* _Assignment_:
Copy every line of the records that includes the word "tower".

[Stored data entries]

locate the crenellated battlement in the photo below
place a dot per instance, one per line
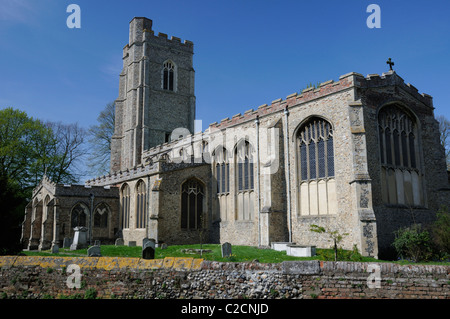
(329, 87)
(141, 31)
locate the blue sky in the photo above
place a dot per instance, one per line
(247, 52)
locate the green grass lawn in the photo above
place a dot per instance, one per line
(239, 253)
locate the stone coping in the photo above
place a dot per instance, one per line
(105, 263)
(198, 264)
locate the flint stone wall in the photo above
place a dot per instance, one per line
(176, 278)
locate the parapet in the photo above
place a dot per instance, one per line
(141, 30)
(346, 81)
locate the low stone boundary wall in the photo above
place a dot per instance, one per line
(187, 278)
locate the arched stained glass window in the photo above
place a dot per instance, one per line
(141, 205)
(169, 76)
(192, 195)
(316, 183)
(79, 215)
(400, 175)
(101, 216)
(125, 206)
(316, 150)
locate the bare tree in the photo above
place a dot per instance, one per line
(444, 130)
(100, 141)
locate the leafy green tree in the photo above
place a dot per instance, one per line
(100, 141)
(24, 144)
(440, 231)
(444, 131)
(30, 148)
(12, 202)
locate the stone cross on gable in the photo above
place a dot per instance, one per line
(390, 62)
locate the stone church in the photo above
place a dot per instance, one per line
(360, 155)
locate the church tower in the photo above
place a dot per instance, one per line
(156, 93)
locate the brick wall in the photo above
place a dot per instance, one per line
(186, 278)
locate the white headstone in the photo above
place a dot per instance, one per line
(80, 238)
(226, 249)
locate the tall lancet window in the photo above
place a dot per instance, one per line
(192, 195)
(125, 206)
(169, 76)
(141, 205)
(244, 170)
(400, 173)
(315, 164)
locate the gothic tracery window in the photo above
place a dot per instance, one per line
(78, 216)
(400, 174)
(141, 205)
(101, 216)
(192, 194)
(222, 171)
(244, 161)
(317, 187)
(316, 150)
(169, 76)
(244, 172)
(125, 206)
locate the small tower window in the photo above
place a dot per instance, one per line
(169, 76)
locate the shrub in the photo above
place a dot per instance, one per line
(413, 243)
(440, 231)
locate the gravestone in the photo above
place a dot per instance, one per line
(67, 242)
(55, 249)
(80, 238)
(94, 251)
(226, 250)
(148, 249)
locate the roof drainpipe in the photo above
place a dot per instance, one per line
(288, 170)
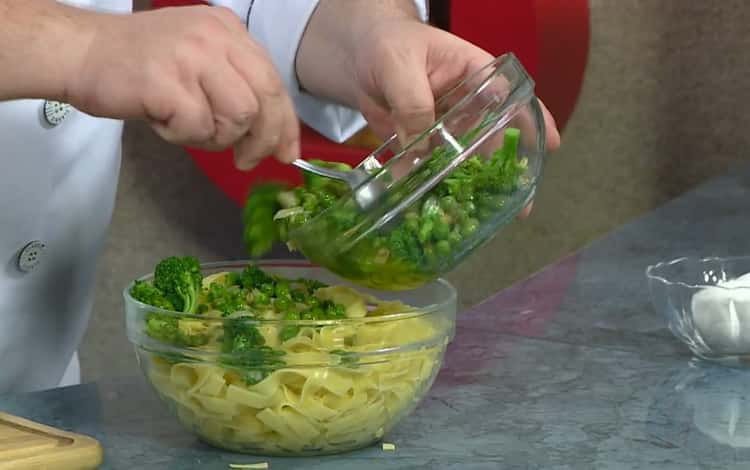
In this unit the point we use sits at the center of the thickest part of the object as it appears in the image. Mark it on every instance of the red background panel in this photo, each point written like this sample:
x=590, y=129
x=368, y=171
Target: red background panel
x=550, y=38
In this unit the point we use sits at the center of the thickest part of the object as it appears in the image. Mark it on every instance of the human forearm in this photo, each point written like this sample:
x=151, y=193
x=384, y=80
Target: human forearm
x=43, y=42
x=325, y=58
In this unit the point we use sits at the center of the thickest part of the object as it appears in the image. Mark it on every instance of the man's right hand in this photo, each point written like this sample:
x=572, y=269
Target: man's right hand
x=194, y=73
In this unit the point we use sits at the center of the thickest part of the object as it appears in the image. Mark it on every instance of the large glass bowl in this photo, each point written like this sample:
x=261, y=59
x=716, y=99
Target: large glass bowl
x=448, y=191
x=706, y=303
x=363, y=376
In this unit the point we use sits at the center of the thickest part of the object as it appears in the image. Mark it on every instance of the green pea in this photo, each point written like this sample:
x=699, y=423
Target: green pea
x=299, y=295
x=449, y=204
x=442, y=248
x=412, y=223
x=281, y=290
x=484, y=213
x=469, y=207
x=455, y=237
x=430, y=207
x=425, y=230
x=282, y=304
x=288, y=332
x=429, y=255
x=310, y=202
x=495, y=202
x=441, y=229
x=261, y=298
x=469, y=227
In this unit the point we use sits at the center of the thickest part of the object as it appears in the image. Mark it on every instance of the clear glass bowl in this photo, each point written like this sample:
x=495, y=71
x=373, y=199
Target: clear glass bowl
x=448, y=192
x=706, y=303
x=340, y=385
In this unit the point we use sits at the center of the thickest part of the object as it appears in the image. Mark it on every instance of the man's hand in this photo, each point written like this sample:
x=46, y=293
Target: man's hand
x=388, y=64
x=193, y=73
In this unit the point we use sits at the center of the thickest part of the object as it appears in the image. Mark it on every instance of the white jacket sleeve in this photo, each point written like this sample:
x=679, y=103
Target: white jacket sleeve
x=278, y=26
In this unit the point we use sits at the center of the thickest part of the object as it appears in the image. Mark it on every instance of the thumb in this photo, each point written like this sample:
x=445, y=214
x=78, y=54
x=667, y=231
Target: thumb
x=408, y=94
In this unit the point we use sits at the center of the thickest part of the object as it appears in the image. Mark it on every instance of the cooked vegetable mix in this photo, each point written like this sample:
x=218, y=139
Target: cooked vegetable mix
x=405, y=252
x=249, y=381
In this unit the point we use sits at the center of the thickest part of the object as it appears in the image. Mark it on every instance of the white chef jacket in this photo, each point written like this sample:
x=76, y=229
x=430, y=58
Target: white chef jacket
x=58, y=178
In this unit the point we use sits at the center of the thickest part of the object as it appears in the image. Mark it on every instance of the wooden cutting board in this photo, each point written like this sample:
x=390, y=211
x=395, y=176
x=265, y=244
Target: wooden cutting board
x=26, y=445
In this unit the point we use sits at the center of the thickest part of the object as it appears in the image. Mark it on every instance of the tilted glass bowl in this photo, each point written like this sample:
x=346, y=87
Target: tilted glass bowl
x=706, y=303
x=448, y=191
x=337, y=386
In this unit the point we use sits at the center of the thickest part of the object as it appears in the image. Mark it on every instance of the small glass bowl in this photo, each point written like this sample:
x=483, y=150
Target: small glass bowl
x=438, y=206
x=706, y=303
x=340, y=385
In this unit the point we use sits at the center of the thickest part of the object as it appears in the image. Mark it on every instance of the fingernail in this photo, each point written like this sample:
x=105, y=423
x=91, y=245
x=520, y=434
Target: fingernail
x=292, y=152
x=244, y=164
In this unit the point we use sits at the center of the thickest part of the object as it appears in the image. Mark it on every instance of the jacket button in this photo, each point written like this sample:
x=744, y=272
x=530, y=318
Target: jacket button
x=30, y=255
x=54, y=112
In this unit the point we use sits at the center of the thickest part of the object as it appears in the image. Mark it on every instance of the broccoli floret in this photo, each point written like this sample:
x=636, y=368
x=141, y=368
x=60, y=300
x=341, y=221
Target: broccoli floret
x=162, y=327
x=244, y=348
x=145, y=292
x=405, y=246
x=179, y=278
x=311, y=284
x=227, y=299
x=253, y=277
x=260, y=230
x=179, y=332
x=240, y=335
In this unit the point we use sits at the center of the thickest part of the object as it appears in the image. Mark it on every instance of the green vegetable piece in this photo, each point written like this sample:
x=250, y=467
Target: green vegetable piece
x=146, y=293
x=261, y=299
x=469, y=207
x=179, y=278
x=425, y=231
x=449, y=204
x=441, y=229
x=260, y=231
x=443, y=248
x=431, y=208
x=170, y=329
x=253, y=277
x=455, y=237
x=469, y=227
x=227, y=299
x=289, y=331
x=346, y=358
x=510, y=142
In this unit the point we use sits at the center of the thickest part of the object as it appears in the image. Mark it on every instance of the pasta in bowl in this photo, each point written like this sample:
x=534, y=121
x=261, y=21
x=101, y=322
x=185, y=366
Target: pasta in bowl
x=283, y=358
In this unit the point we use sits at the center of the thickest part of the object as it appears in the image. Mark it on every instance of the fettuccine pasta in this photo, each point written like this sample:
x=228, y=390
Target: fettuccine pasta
x=318, y=402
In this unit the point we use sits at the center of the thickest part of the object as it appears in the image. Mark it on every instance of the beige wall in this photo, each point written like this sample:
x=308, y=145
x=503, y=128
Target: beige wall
x=663, y=108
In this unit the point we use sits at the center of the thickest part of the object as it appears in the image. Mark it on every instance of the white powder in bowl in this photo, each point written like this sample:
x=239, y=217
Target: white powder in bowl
x=722, y=315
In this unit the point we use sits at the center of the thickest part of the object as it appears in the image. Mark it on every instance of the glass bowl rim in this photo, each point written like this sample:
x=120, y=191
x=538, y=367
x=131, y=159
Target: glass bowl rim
x=414, y=312
x=496, y=63
x=652, y=270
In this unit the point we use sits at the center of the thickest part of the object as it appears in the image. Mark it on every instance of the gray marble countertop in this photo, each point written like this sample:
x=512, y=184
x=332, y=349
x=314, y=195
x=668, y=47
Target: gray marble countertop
x=570, y=369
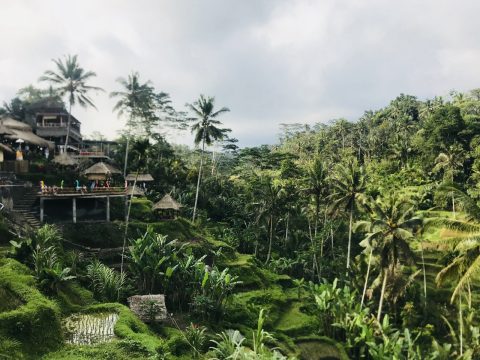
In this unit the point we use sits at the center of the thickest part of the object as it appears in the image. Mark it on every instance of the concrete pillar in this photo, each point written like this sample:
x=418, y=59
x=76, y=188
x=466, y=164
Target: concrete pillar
x=74, y=210
x=42, y=200
x=108, y=208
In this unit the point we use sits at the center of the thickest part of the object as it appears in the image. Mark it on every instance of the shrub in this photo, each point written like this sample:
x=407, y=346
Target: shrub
x=106, y=283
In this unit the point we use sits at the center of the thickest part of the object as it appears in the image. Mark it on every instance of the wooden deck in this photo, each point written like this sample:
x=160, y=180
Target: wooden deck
x=56, y=193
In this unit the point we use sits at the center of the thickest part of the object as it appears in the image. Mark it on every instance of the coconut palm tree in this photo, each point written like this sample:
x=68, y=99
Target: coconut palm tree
x=136, y=100
x=317, y=185
x=392, y=225
x=206, y=131
x=451, y=163
x=269, y=196
x=465, y=245
x=70, y=80
x=348, y=183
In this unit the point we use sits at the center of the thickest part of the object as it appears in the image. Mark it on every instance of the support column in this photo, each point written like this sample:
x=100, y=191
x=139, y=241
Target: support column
x=108, y=208
x=42, y=200
x=74, y=210
x=126, y=207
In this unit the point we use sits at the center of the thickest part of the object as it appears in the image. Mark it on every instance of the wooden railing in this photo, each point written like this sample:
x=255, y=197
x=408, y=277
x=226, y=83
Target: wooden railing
x=71, y=191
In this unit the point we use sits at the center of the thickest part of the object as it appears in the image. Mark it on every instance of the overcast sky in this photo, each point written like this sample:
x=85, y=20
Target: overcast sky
x=270, y=62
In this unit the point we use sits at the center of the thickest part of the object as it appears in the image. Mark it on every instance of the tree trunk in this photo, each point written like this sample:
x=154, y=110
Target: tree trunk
x=453, y=200
x=199, y=176
x=126, y=156
x=460, y=320
x=68, y=127
x=366, y=277
x=350, y=236
x=287, y=220
x=270, y=241
x=382, y=295
x=126, y=227
x=424, y=276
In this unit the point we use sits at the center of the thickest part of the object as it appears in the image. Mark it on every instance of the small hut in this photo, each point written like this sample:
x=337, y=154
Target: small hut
x=139, y=177
x=101, y=171
x=134, y=191
x=167, y=207
x=65, y=160
x=13, y=130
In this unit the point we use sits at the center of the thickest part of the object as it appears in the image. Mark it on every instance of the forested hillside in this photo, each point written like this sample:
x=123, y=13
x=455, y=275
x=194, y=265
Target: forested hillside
x=343, y=240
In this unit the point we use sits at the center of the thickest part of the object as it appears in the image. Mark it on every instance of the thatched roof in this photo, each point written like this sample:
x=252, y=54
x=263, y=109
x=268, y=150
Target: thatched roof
x=29, y=137
x=5, y=130
x=138, y=191
x=5, y=147
x=167, y=202
x=65, y=159
x=140, y=178
x=102, y=168
x=11, y=123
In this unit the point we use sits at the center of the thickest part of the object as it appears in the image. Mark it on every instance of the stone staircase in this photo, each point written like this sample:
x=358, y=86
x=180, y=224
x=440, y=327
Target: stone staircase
x=24, y=207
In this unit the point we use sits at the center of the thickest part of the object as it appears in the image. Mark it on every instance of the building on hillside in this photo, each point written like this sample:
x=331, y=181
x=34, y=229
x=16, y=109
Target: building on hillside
x=49, y=120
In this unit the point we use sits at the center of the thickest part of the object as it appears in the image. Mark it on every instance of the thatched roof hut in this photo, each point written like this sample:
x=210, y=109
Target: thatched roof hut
x=137, y=191
x=6, y=148
x=13, y=130
x=101, y=171
x=65, y=160
x=140, y=177
x=167, y=203
x=11, y=123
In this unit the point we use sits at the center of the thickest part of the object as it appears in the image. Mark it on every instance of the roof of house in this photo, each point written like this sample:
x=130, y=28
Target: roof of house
x=29, y=137
x=11, y=123
x=167, y=202
x=140, y=177
x=5, y=147
x=102, y=168
x=65, y=159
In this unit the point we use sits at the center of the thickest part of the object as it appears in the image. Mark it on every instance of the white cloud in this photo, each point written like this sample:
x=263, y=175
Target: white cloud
x=270, y=61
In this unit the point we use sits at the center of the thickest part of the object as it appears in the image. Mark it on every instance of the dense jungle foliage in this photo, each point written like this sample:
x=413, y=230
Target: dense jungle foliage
x=343, y=240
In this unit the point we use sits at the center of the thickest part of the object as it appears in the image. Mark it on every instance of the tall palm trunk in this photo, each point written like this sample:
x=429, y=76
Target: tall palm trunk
x=366, y=277
x=199, y=176
x=126, y=156
x=382, y=295
x=460, y=320
x=269, y=254
x=350, y=225
x=424, y=276
x=68, y=127
x=453, y=200
x=127, y=220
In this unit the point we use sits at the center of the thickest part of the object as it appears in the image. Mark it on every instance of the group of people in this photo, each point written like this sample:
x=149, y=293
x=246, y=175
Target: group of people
x=78, y=186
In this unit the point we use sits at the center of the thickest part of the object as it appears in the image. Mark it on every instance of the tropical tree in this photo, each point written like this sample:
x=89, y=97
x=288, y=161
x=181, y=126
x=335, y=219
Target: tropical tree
x=349, y=183
x=451, y=163
x=391, y=228
x=206, y=131
x=268, y=198
x=70, y=80
x=137, y=101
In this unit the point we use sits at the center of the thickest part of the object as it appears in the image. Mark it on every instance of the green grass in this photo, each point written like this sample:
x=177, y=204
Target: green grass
x=35, y=323
x=294, y=322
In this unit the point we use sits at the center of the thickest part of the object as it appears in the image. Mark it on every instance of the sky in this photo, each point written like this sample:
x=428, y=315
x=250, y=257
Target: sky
x=269, y=61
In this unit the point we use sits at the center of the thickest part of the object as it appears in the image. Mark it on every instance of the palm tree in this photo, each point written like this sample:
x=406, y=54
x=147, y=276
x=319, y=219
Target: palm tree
x=465, y=244
x=317, y=185
x=137, y=100
x=451, y=163
x=392, y=225
x=206, y=131
x=348, y=190
x=269, y=195
x=70, y=80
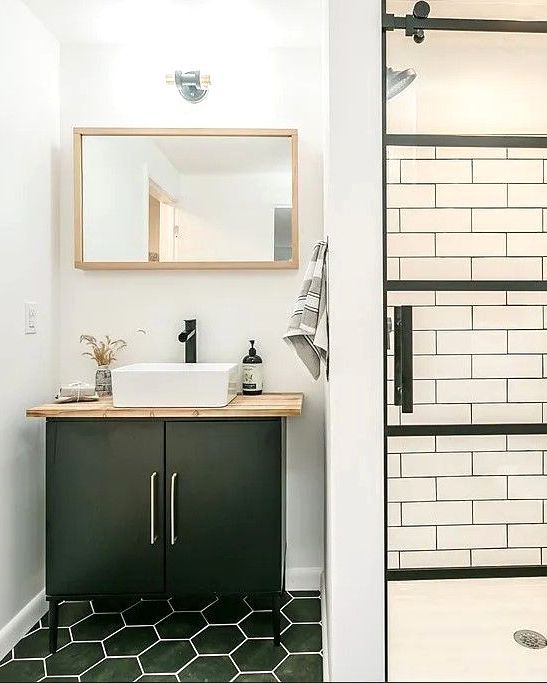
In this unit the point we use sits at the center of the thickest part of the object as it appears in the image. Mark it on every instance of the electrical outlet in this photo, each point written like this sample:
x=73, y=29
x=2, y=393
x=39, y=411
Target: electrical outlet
x=31, y=315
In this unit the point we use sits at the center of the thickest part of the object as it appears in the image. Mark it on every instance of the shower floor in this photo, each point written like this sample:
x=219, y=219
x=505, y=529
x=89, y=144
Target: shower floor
x=462, y=630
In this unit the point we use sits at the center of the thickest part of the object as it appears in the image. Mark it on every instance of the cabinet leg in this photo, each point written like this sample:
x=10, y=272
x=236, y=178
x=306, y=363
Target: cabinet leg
x=53, y=624
x=276, y=617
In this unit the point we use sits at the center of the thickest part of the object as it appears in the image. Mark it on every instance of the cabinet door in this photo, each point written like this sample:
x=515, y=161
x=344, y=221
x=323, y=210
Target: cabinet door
x=105, y=507
x=224, y=488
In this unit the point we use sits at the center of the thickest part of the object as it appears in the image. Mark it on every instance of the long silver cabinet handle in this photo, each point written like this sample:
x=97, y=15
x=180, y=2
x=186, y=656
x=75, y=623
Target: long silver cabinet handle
x=153, y=535
x=173, y=512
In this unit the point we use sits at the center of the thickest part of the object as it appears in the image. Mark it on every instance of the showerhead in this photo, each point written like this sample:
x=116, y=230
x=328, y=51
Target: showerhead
x=397, y=81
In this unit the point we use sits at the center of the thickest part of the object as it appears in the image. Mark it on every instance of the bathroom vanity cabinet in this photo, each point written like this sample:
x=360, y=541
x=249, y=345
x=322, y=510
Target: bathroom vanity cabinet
x=155, y=503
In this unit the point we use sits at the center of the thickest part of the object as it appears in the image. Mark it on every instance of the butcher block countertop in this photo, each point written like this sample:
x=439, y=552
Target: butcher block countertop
x=265, y=405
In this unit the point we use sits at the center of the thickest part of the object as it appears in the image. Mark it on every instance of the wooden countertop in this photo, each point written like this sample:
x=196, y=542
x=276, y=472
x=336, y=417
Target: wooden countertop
x=265, y=405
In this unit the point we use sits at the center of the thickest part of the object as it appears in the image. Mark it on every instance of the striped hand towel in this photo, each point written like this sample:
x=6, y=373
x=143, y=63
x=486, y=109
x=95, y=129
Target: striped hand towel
x=308, y=327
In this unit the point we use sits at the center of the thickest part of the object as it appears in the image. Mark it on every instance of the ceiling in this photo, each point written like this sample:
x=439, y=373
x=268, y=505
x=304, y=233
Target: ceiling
x=267, y=22
x=488, y=9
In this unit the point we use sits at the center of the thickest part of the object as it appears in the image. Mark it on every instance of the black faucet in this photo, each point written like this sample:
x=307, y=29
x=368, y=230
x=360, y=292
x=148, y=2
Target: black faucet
x=188, y=336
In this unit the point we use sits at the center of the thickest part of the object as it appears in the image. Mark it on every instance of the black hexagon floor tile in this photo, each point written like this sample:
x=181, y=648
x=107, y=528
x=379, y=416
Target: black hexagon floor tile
x=303, y=610
x=167, y=656
x=36, y=644
x=74, y=659
x=131, y=640
x=259, y=625
x=147, y=612
x=217, y=668
x=192, y=603
x=301, y=669
x=218, y=640
x=227, y=610
x=258, y=655
x=302, y=638
x=181, y=625
x=113, y=670
x=97, y=626
x=22, y=670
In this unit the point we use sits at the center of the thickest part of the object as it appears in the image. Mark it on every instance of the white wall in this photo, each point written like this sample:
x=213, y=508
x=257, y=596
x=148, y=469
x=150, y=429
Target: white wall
x=353, y=223
x=230, y=216
x=29, y=139
x=124, y=86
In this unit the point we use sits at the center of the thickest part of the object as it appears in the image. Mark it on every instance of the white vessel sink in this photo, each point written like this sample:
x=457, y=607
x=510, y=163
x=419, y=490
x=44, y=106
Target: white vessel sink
x=174, y=385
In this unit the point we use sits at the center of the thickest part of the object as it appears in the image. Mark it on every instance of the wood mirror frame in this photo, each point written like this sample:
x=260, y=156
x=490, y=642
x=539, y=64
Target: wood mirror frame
x=79, y=262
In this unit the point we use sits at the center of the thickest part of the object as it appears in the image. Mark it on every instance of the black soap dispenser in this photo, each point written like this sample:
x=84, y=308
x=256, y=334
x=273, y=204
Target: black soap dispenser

* _Completed exercise_:
locate the church tower in the photo above
locate the small tower window in the photo above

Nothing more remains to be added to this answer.